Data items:
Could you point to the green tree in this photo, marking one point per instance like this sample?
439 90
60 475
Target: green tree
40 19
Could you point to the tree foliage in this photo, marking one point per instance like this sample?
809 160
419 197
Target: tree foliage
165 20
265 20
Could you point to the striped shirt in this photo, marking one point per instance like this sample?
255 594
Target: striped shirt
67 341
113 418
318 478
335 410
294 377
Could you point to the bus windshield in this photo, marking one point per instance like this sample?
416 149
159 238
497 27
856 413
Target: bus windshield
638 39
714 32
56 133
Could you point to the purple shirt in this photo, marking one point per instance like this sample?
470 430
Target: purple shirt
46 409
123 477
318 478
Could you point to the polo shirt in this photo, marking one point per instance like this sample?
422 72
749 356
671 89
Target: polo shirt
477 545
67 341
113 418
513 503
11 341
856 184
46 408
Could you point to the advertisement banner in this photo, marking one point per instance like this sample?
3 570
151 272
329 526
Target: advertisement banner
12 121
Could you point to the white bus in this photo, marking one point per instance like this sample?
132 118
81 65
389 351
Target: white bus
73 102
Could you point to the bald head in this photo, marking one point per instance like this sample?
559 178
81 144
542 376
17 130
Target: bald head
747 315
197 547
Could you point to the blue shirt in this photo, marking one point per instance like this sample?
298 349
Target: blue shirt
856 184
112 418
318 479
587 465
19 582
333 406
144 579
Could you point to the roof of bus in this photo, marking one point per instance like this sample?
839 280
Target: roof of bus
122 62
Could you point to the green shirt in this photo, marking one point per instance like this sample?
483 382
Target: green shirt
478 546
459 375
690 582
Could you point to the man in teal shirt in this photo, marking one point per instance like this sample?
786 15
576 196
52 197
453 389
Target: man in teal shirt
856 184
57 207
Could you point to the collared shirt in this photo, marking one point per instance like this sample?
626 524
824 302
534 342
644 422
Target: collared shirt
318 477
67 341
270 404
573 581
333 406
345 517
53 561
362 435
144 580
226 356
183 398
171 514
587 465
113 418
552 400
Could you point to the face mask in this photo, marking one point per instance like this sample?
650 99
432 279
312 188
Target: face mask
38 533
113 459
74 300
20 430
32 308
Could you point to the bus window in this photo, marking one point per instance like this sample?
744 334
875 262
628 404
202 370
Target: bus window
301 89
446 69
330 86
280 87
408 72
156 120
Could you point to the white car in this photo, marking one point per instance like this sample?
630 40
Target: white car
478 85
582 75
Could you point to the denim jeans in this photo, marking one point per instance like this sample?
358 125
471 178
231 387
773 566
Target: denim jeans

- Task goal
Across the entries, each line containing the word "denim" is to be counted once; the total alone is to be given.

- Solution
2